== SET TASK ==
Give the records back in full, exactly as they read.

Position identification records:
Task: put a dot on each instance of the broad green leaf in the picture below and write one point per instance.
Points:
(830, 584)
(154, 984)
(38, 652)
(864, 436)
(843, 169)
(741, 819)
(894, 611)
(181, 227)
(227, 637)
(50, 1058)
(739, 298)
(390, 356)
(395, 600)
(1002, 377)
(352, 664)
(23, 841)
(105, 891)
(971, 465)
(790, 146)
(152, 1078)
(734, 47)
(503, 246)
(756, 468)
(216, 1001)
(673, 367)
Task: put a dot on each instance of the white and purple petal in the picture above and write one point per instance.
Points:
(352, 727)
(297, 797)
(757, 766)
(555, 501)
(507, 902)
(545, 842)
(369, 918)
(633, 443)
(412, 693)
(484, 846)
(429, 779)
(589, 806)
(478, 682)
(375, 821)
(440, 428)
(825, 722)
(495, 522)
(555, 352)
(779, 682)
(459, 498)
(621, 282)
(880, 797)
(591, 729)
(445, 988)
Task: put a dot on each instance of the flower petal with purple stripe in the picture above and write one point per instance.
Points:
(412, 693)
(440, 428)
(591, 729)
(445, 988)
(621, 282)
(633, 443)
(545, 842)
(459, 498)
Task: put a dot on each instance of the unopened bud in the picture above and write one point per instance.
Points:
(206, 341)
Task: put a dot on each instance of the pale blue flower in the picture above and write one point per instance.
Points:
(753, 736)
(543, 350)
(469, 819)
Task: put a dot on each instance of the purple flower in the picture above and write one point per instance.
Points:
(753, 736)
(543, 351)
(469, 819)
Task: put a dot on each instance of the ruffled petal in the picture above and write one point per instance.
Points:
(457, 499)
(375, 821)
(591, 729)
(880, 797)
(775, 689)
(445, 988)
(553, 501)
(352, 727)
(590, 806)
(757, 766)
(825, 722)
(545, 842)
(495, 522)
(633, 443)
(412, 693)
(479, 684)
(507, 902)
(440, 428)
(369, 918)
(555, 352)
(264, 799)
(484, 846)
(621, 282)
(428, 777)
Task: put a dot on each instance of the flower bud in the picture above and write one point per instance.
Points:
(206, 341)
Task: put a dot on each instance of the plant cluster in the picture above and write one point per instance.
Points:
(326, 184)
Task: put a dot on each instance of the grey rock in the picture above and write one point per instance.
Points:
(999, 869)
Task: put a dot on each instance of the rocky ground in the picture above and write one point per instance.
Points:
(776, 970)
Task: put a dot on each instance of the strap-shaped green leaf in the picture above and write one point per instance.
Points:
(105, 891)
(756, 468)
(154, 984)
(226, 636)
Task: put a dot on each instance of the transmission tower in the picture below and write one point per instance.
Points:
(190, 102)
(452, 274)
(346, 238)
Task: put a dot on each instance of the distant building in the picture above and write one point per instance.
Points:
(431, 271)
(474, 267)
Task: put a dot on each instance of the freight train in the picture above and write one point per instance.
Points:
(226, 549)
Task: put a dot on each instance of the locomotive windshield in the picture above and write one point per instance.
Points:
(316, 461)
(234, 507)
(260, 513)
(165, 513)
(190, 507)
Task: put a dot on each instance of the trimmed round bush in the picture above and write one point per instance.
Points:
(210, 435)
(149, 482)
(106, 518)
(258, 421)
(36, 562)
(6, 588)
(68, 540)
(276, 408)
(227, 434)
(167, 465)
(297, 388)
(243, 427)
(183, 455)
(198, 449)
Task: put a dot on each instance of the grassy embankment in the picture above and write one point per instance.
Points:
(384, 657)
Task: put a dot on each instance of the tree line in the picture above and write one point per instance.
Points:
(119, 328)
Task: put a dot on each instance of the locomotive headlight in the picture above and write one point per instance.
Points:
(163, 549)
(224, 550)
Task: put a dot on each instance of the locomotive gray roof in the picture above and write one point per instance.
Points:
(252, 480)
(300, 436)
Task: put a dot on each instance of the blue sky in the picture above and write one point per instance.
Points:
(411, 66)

== FINISHED ANSWER ==
Task: put a dot on each instance of the broad green leaf in the picture below and write one point per instance.
Points:
(830, 584)
(154, 984)
(38, 652)
(864, 436)
(843, 169)
(741, 819)
(894, 611)
(181, 227)
(227, 637)
(50, 1058)
(739, 298)
(390, 356)
(395, 600)
(1002, 377)
(352, 664)
(23, 841)
(105, 891)
(971, 465)
(790, 146)
(152, 1078)
(734, 47)
(503, 246)
(756, 468)
(216, 1001)
(673, 367)
Task: put a dot on each instance of the white and purple petal in the picture above and write one point per instance.
Points:
(352, 727)
(297, 797)
(757, 766)
(555, 501)
(507, 902)
(545, 842)
(369, 918)
(633, 443)
(412, 693)
(484, 846)
(429, 779)
(589, 806)
(478, 682)
(375, 821)
(440, 428)
(825, 722)
(495, 522)
(555, 352)
(779, 682)
(459, 498)
(621, 282)
(880, 797)
(591, 729)
(445, 988)
Task: put a dot on each instance of the flower petal with purple stripe in the picture above and write one point per instance.
Points:
(412, 693)
(440, 428)
(591, 729)
(445, 988)
(621, 282)
(633, 443)
(545, 842)
(459, 498)
Task: put a dot on each instance of the unopened bud in the picture above and write one point per instance.
Points:
(206, 341)
Task: put a dot on each instance of the pale blue flower in the picture above and write one point per instance.
Points:
(753, 736)
(543, 350)
(469, 819)
Task: put a dot on each instance of the purple flower in the picture above and write one point per instance.
Points:
(753, 736)
(543, 351)
(469, 819)
Task: put a dot on each instance of the ruffled petal in the picture above and write one point per instance.
Points:
(457, 499)
(375, 821)
(591, 729)
(880, 797)
(775, 689)
(445, 988)
(553, 501)
(352, 727)
(590, 806)
(757, 766)
(825, 722)
(545, 842)
(495, 522)
(633, 443)
(412, 693)
(479, 684)
(507, 902)
(440, 428)
(369, 918)
(555, 352)
(264, 799)
(484, 846)
(621, 282)
(428, 777)
Task: put a dot on each instance of the flower bud in the picture above and write one point per instance.
Points:
(206, 341)
Task: put a dot on each instance of the plant cluster in the picture above and write one point per instance.
Points:
(326, 184)
Task: put a dot on each instance of the grey rock in the picture above and write one point per instance.
Points:
(999, 869)
Task: put a dot on each instance of the rocky ground in the picture above and write one point per instance.
Points:
(776, 970)
Task: put a dot on each instance of the strap-shaped green leaf in the picture above and write one point per instance.
Points:
(105, 891)
(756, 468)
(154, 984)
(226, 636)
Task: put a dot on each instance of the transmission tower in the picture below and write one point per instance.
Points:
(190, 102)
(452, 274)
(346, 238)
Task: put a dot on each instance of the distant building in the picture above and write one point per instance.
Points:
(431, 271)
(474, 267)
Task: put a dot on each instance of the freight train in the picture above and write one point per instance.
Points:
(226, 549)
Task: put a dot on each instance of the locomotive windshield in the picture above and write one point per instance.
Points:
(316, 461)
(234, 507)
(260, 513)
(165, 513)
(190, 507)
Task: put a dot on each instance of the trimmed round bush in the picture above and write one point per instance.
Points:
(210, 435)
(149, 482)
(106, 518)
(258, 421)
(36, 562)
(6, 588)
(68, 540)
(276, 408)
(227, 434)
(167, 465)
(297, 388)
(243, 427)
(183, 455)
(198, 449)
Task: put a dot on each instance of the grassy embankment in the picture above and write one point per instance.
Points:
(384, 657)
Task: put a dot on each instance of the tree line in the picture above and write one point per instance.
Points:
(119, 328)
Task: put a dot on each instance of the locomotive headlight in the picture above and write one point per instance.
Points:
(163, 549)
(224, 550)
Task: put a dot on each instance of the locomotive gray roof in the picture above and write one point per instance.
Points:
(252, 480)
(300, 436)
Task: put a dot on each instance of the blue sky in the picture above and write one point per instance.
Points:
(411, 66)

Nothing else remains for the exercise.